→ **EXERCISE DIRECTIONS**: Quote all lines below exactly. Images stay out.

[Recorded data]
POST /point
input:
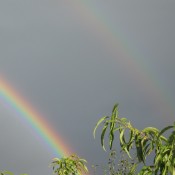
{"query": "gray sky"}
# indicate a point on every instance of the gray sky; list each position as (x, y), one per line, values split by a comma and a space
(72, 60)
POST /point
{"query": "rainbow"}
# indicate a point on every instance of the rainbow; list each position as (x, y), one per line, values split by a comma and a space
(10, 97)
(124, 53)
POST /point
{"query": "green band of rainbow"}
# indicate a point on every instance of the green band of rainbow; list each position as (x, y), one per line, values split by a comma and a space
(39, 124)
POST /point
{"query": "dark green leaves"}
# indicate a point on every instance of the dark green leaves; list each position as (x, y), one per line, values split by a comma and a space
(71, 165)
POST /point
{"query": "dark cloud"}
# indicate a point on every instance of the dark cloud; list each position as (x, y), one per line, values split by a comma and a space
(63, 67)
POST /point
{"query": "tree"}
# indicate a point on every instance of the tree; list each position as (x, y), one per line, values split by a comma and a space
(71, 165)
(144, 142)
(8, 173)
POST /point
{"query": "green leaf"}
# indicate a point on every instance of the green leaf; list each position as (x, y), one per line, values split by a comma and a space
(98, 123)
(103, 134)
(164, 129)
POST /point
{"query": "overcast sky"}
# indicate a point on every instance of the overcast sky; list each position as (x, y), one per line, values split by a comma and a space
(73, 60)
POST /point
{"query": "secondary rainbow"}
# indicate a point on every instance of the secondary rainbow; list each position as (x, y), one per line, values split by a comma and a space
(41, 127)
(124, 53)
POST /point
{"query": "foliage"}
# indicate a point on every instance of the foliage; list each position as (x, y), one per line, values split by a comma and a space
(8, 173)
(136, 146)
(144, 142)
(71, 165)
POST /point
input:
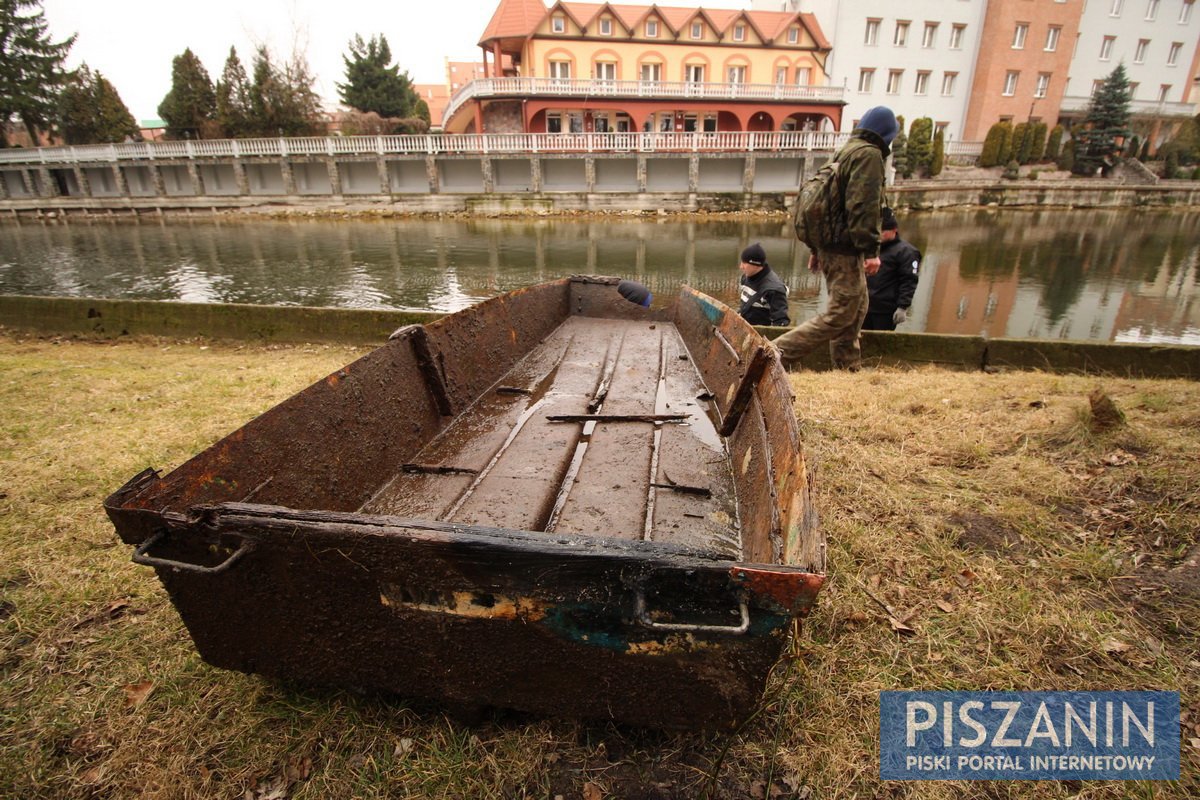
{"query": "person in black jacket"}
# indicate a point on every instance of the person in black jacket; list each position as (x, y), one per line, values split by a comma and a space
(892, 288)
(763, 294)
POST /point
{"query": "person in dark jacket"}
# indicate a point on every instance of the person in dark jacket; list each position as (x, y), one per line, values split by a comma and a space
(893, 286)
(846, 263)
(763, 294)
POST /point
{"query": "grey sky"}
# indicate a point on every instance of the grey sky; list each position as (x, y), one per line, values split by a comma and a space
(132, 44)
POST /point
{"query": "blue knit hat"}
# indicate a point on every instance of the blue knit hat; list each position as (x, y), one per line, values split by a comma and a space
(882, 121)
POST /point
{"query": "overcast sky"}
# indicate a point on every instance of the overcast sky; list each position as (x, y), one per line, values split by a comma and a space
(132, 43)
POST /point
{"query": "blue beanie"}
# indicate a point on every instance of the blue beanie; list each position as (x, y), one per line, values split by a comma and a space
(882, 121)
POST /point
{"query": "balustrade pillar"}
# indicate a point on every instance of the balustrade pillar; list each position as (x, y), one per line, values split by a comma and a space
(535, 174)
(239, 178)
(335, 176)
(289, 176)
(197, 178)
(82, 180)
(49, 186)
(123, 185)
(485, 166)
(431, 173)
(384, 178)
(160, 185)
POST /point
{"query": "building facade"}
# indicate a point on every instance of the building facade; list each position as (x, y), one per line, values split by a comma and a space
(574, 67)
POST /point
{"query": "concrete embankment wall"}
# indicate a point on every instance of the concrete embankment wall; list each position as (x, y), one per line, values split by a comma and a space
(118, 318)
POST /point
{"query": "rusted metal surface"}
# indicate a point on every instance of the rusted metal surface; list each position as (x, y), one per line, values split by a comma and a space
(623, 563)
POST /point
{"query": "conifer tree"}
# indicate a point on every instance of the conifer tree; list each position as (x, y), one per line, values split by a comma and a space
(91, 110)
(31, 72)
(191, 103)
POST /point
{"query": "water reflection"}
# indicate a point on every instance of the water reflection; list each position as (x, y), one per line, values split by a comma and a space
(1102, 275)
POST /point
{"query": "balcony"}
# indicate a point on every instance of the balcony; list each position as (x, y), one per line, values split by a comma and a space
(1141, 108)
(593, 89)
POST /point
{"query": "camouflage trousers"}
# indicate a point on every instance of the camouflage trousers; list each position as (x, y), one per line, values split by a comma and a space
(841, 320)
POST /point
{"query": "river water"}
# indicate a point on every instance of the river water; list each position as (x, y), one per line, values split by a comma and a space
(1085, 275)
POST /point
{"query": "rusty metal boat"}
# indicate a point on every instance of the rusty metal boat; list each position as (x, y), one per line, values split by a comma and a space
(553, 500)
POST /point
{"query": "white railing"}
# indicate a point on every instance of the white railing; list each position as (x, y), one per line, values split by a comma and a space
(1137, 107)
(448, 144)
(637, 89)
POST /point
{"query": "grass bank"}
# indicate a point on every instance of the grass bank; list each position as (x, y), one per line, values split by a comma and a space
(1015, 547)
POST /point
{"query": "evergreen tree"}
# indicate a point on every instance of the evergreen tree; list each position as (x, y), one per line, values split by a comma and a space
(233, 98)
(91, 112)
(191, 102)
(939, 158)
(375, 84)
(921, 145)
(1108, 119)
(31, 72)
(282, 101)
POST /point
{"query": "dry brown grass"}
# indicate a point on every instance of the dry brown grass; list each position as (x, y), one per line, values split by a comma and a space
(1025, 552)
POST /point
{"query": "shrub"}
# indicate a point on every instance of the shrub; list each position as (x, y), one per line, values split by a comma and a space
(1054, 146)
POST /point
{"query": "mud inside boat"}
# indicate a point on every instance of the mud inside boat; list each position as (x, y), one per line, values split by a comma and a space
(555, 500)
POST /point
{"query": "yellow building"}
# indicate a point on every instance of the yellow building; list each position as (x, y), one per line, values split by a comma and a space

→ **EXERCISE RESPONSE**:
POST /point
input:
{"query": "gray sky"}
# indicate a point on every instance of the gray sky; list each position as (x, y), one per line, values split by a comma and a space
(72, 60)
POST /point
{"query": "rainbow"}
# indicate a point on every instance of the rainbow; list each position as (x, y), one per line, values split by a comma and a space
(10, 97)
(124, 53)
POST /point
{"query": "green band of rainbow"}
# indicate a point on every instance of the green band of rainbow; list each position as (x, y), one per line, values split by a comma and a space
(39, 124)
POST /point
{"query": "dark green leaves"}
# indicate a point on every instance of the dark green leaves; list each position as (x, y), one per line, values split by a comma and a space
(71, 165)
POST /point
{"query": "dark cloud"}
# indicate a point on every instance of the dark cloud; list each position as (x, y), one per line, values split by a comma and a space
(63, 67)
POST /point
{"query": "tree"}
# indicate a point on every instance of the tree; list each position as (x, y), one per line, values split by a comma and a space
(71, 165)
(144, 142)
(8, 173)
POST /point
{"query": "green leaf"}
# indicate a point on every instance of the green leaf; list each position as (x, y), one per line, values split by a comma and a space
(98, 123)
(103, 134)
(164, 129)
POST /point
{"query": "overcast sky"}
# indicate a point on every instance of the overcast sky; list each position as (x, y), one per line, values split by a comma and a space
(73, 60)
POST /point
{"query": "secondary rainbow"}
# indicate a point on every instance of the secondary rainbow; list each position as (x, y), one per line, values split by a comma and a space
(41, 127)
(124, 53)
POST /point
{"query": "foliage"}
# indicate a point on every instance of the foliage; list each position as (x, y), one per line, values split by a comma and a space
(8, 173)
(136, 146)
(144, 142)
(71, 165)
POST /point
input:
{"query": "person in black jacket"}
# indicate a point on every instance of the person in black jacket; list each position as (x, y), one per line, values split by a comma and a space
(892, 288)
(763, 294)
POST /point
{"query": "person in dark jacket"}
# indicate a point on every instance of the person in dark jacket; list each position as (x, y), one per line, values split by a comma and a space
(893, 286)
(846, 263)
(763, 294)
POST /point
{"query": "grey sky"}
# indicate a point on every instance of the grey sky; list each position as (x, y), one per line, values split by a comma and a space
(132, 44)
POST /point
{"query": "blue knit hat"}
# indicate a point on every instance of the blue knit hat; list each position as (x, y), one per line, values split by a comma and a space
(882, 121)
POST /point
{"query": "overcast sky"}
# indicate a point on every instance of the overcast sky; list each position as (x, y), one per line, values split by a comma and a space
(132, 43)
POST /point
{"query": "blue beanie"}
# indicate a point on every instance of the blue beanie; list each position as (x, y), one per line, values split by a comma and a space
(882, 121)
POST /point
{"query": "balustrade pillar"}
# indicate a point on every instance of the balustrade pillar; list each position as (x, y), one per line, values split by a comma and a space
(535, 174)
(239, 178)
(335, 176)
(289, 176)
(197, 178)
(82, 180)
(49, 186)
(123, 185)
(485, 166)
(431, 173)
(384, 178)
(160, 185)
POST /point
{"query": "building facade"}
# indicate a point on every instance of the building facade; list each position as (x, y), one per line, values split by a comma and a space
(574, 67)
POST /point
{"query": "concrete embankment wall"}
# indicate a point on every instance of the concrete embankment wall; list each position as (x, y), one per line, values split by a comma and a space
(118, 318)
POST /point
{"query": "rusted metal surface"}
# indicate a point on every instance of the rusted metal surface; list each position as (x, y), one per line, values split by a comma and a space
(623, 563)
POST /point
{"query": "conifer tree"}
# indicate a point on every instance of the conifer tree; list each position as (x, y), one per line, values split by a comma and a space
(91, 110)
(31, 72)
(191, 103)
POST /point
{"query": "water reflection"}
# indicate a point on every instance of the water reflection; list each position as (x, y), one per line, values split by a comma and a space
(1102, 275)
POST /point
{"query": "balcony"}
# indicate a point on every instance of the balcony; list each position as (x, y), one per line, values split by a comma and a space
(1141, 108)
(593, 89)
POST /point
{"query": "camouflage trousers"}
# indicate a point on every instance of the camouflage trousers; list each position as (x, y), one per line, values split by a comma and a space
(841, 320)
POST /point
{"query": "river water"}
# indicate a point on every instance of the river water; list each position as (x, y), one per line, values split by a comma and a space
(1085, 275)
POST /point
{"query": "rusty metal boat"}
# indicate a point on every instance of the rusty metal boat; list each position as (x, y), one per line, values split by a comma and a space
(553, 500)
POST /point
{"query": "white railing"}
# indicate a point on every instance of the white railing; list each position as (x, y), one per line, values split by a comma and a space
(1137, 107)
(448, 144)
(637, 89)
POST /point
{"query": "grass bank"}
# indicate a point on every instance of the grass bank; list each position as (x, y), one per line, values split by a comma and a space
(1015, 547)
POST /point
{"query": "evergreen tree"}
# indicate a point on every instance of the evergreen tree; list each position as (x, y), one per line, values split by a comma and a space
(233, 98)
(91, 112)
(191, 102)
(939, 158)
(375, 84)
(921, 145)
(1108, 119)
(31, 72)
(282, 101)
POST /point
{"query": "dry brown grass"}
# indicate a point on every instance of the dry brown grass; list each position as (x, y), one per line, values split by a comma and a space
(1025, 552)
POST /point
{"query": "shrub"}
# indicate a point on every instance of the shrub; list each position as (x, y), one per line, values split by a comma and a space
(1054, 146)
POST /point
{"query": "mud inside boat"}
# indicate a point on every instance of the mud inside boat; list each position as (x, y), one per line, values split by a comma and a space
(555, 500)
POST /point
{"query": "yellow building"}
# indicate a point on every instance of the yellow building; list each position as (x, y), one per line, values split by a comma and a space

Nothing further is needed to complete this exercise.